**SHORT TASK 1**
Write out the stretch of the cluster_experiments example page from "End-to-end example¶" through "via ML models)".

**PAGE EXCERPT**
End-to-end example¶
We'll show the different functionalities of cluster_experiments, which are:
- MDE calculation
- MDE calculation in cluster-randomized experiments
- MDE calculation with simple covariate adjustment
- MDE calculation with cupac (adjustment via ML models)
- Inference for all the cases above
Data generation¶
We create some pre-experimental data that we could use to run power analysis.
We have a dataframe with orders and customers, each customer may have many orders, and the two target metrics are delivery time and order value.
import random
import numpy as np
import pandas as pd
import seaborn as sns
from cluster_experiments import NormalPowerAnalysis
np.random.seed(42)
random.seed(42)
# Constants
N = 10000 # Number of orders
NUM_CUSTOMERS = 1000 # Unique customers
def generate_customers(num_customers):
"""Generate unique customers with a mean order value based on age."""
customer_ids = np.arange(1, num_customers + 1)
customer_ages = np.random.randint(20, 60, size=num_customers)
mean_order_values = 50 + 0.8 * customer_ages + np.random.normal(0, 10, size=num_customers)
return pd.DataFrame({
"customer_id": customer_ids,
"customer_age": customer_ages,
"mean_order_value": mean_order_values
})
def sample_orders(customers, num_orders):
"""Sample customers and generate order-level data."""
sampled_customers = np.random.choice(customers["customer_id"], size=num_orders)
return pd.DataFrame({"customer_id": sampled_customers}).merge(customers, on="customer_id", how="left")
def generate_orders(customers, num_orders):
"""Full order generation pipeline using .assign() for cleaner transformations."""
date_range = pd.date_range(start="2024-01-01", end="2024-03-31")
return (
sample_orders(customers, num_orders)
.assign(
order_value=lambda df: df["mean_order_value"] + np.random.normal(0, 5, size=len(df)),
delivery_time=lambda df: 8 + np.sin(df["customer_id"] / 10) + np.random.normal(0, 0.5, size=len(df)),
city=lambda df: np.random.choice(["NYC", "LA"], size=len(df)),
date=lambda df: np.random.choice(date_range, size=len(df))
)

(Raw records)
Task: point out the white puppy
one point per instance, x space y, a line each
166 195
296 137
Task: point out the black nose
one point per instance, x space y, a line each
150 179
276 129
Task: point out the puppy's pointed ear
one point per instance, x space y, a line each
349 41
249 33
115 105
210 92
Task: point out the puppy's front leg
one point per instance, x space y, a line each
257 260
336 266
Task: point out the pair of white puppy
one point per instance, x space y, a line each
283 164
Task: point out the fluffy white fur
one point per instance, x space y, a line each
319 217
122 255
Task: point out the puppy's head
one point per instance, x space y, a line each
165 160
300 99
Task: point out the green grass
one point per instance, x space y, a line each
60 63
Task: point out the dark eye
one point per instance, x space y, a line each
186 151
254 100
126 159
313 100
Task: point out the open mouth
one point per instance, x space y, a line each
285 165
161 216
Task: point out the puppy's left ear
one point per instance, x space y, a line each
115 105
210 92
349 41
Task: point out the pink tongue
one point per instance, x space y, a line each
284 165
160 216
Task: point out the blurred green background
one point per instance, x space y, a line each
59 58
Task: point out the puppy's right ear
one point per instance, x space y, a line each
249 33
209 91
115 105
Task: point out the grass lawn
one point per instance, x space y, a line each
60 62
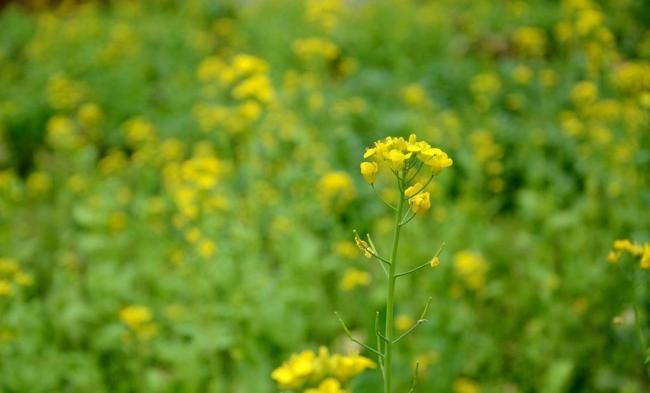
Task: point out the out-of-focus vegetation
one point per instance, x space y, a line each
179 181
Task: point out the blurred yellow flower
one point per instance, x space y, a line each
369 171
471 268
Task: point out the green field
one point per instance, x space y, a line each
180 182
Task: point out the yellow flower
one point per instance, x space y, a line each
414 189
420 203
369 171
584 93
207 248
613 256
362 245
645 257
135 316
471 268
5 288
628 246
354 278
396 158
436 159
23 279
295 372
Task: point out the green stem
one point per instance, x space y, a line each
390 301
637 322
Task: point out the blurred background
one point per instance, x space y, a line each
179 184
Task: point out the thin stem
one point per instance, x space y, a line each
347 332
423 187
374 251
380 360
407 221
415 377
637 322
382 199
412 270
420 165
423 265
390 300
417 323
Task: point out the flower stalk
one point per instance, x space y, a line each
412 163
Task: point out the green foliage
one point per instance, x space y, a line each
118 188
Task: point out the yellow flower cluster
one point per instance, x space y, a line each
642 251
192 184
406 159
139 320
323 13
311 369
402 155
471 268
246 81
10 272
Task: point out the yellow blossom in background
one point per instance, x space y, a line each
323 13
471 268
369 171
308 367
353 278
5 288
207 248
645 257
139 320
39 183
294 372
627 246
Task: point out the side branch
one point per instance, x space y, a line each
347 332
416 324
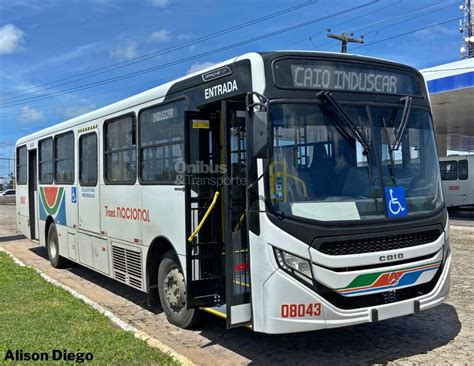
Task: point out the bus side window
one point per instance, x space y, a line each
88 160
463 172
21 166
46 161
64 158
120 159
161 143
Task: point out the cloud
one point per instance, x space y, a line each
125 52
185 37
159 3
75 110
30 115
11 39
160 36
199 66
436 31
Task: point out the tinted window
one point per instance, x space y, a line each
21 166
161 142
449 170
462 170
120 151
88 160
64 158
46 161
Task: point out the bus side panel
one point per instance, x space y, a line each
122 212
22 209
167 216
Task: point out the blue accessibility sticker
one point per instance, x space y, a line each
73 194
396 202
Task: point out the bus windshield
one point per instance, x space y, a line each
319 170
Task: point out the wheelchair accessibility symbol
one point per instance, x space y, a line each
396 202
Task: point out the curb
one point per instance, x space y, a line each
152 342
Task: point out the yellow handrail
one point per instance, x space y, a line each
211 206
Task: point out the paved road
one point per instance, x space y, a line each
443 334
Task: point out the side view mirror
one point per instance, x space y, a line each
259 133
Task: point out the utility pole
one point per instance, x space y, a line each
466 27
345 39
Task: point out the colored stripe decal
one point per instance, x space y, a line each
51 210
382 280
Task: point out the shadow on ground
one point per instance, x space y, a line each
362 344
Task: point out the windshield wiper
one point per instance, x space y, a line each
403 123
341 119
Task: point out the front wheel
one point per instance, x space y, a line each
53 248
172 291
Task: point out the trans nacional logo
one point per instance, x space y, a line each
52 203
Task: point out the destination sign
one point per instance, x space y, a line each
345 76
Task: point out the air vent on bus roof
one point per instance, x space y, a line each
127 266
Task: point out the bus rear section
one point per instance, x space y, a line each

**SHORT TASK 2**
Pull out every line in the entries above that contains the string "yellow", matching case exactly.

**TASK SOLUTION 1**
End-to-end example¶
We'll show the different functionalities of cluster_experiments, which are:
- MDE calculation
- MDE calculation in cluster-randomized experiments
- MDE calculation with simple covariate adjustment
- MDE calculation with cupac (adjustment via ML models)

**TASK SOLUTION 2**
Task: point out the blurred yellow flower
Task: point out the yellow flower
Task: point out the yellow flower cluster
Task: point out the yellow blossom in background
Task: point out the yellow handrail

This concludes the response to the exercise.